**Stored records**
- - -

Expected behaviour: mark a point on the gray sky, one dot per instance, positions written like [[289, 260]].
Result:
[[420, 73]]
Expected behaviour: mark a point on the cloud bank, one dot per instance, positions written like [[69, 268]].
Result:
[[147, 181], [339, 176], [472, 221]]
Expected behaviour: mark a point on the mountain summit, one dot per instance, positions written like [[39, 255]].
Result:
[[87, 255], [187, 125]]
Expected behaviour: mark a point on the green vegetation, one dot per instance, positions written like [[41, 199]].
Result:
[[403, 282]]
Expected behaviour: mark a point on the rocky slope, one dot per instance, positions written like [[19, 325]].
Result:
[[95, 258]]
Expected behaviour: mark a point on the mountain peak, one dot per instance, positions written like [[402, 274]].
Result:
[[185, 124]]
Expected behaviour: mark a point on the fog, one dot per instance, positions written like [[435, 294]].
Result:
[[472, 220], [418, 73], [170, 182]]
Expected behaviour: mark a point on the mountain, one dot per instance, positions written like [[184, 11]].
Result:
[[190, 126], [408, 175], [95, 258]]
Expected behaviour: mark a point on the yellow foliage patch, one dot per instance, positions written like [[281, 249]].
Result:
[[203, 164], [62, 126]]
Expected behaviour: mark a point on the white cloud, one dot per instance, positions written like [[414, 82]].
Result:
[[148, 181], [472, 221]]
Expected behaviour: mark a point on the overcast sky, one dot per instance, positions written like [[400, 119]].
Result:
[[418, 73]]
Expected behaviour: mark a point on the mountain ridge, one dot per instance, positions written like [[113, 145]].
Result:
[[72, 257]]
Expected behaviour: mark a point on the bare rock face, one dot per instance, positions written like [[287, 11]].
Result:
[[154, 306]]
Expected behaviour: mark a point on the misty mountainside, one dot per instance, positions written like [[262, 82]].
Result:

- - -

**Problem to solve**
Copy out all of the material again, swapping each "Result" for "Output" and leaving every other word and number as it is.

**Answer to the task**
Expected behaviour: mark a point on the gray sky, one dot per instance, positions written like [[289, 260]].
Output:
[[420, 73]]
Expected behaviour: mark a point on the cloud bank, one dot per instance, positions written like [[69, 268]].
Output:
[[147, 181], [339, 176], [472, 221]]
Expected behaviour: mark a point on the mountain summit, one dot per instance, positions written like [[39, 255]].
Output:
[[87, 255], [187, 125]]
Expected behaviour: mark a point on the green vegetation, one dot per instance, positions written like [[41, 199]].
Output:
[[403, 282]]
Expected behaviour: mark a point on the rocky slope, one dot per instance, positions written like [[19, 325]].
Output:
[[95, 258]]
Expected behaviour: mark a point on the mountain peak, one dot per instance, positions written like [[402, 274]].
Output:
[[185, 124]]
Expected behaviour: mark a point on the fog, one dot per instance, positions written like [[435, 294]].
Output:
[[472, 220], [418, 73], [170, 182]]
Expected behaviour: mark a point on the mountain, one dot per instance, positions written like [[184, 11]].
Output:
[[190, 126], [408, 175], [95, 258]]
Expected behaviour: mark a point on the yellow foliage patch, one dot per instance, positions written like [[281, 249]].
Output:
[[203, 164], [62, 126]]
Expected behaviour: mark a point on the white cloud, one dot per instance, positions written like [[414, 82]].
Output:
[[148, 181], [472, 221]]
Expected behaviour: mark a point on the overcast sky, one dot per instance, positions written like [[400, 119]].
Output:
[[418, 73]]
Expected behaviour: mark a point on the mountain ridge, one dot per instance, positions written like [[113, 145]].
Output:
[[72, 257]]
Expected behaviour: mark a point on the bare rock face, one dot per instance, positions written like [[287, 11]].
Output:
[[154, 306]]
Expected behaviour: mark a point on the misty mountainside, one dot per instance, positions written like [[262, 82]].
Output:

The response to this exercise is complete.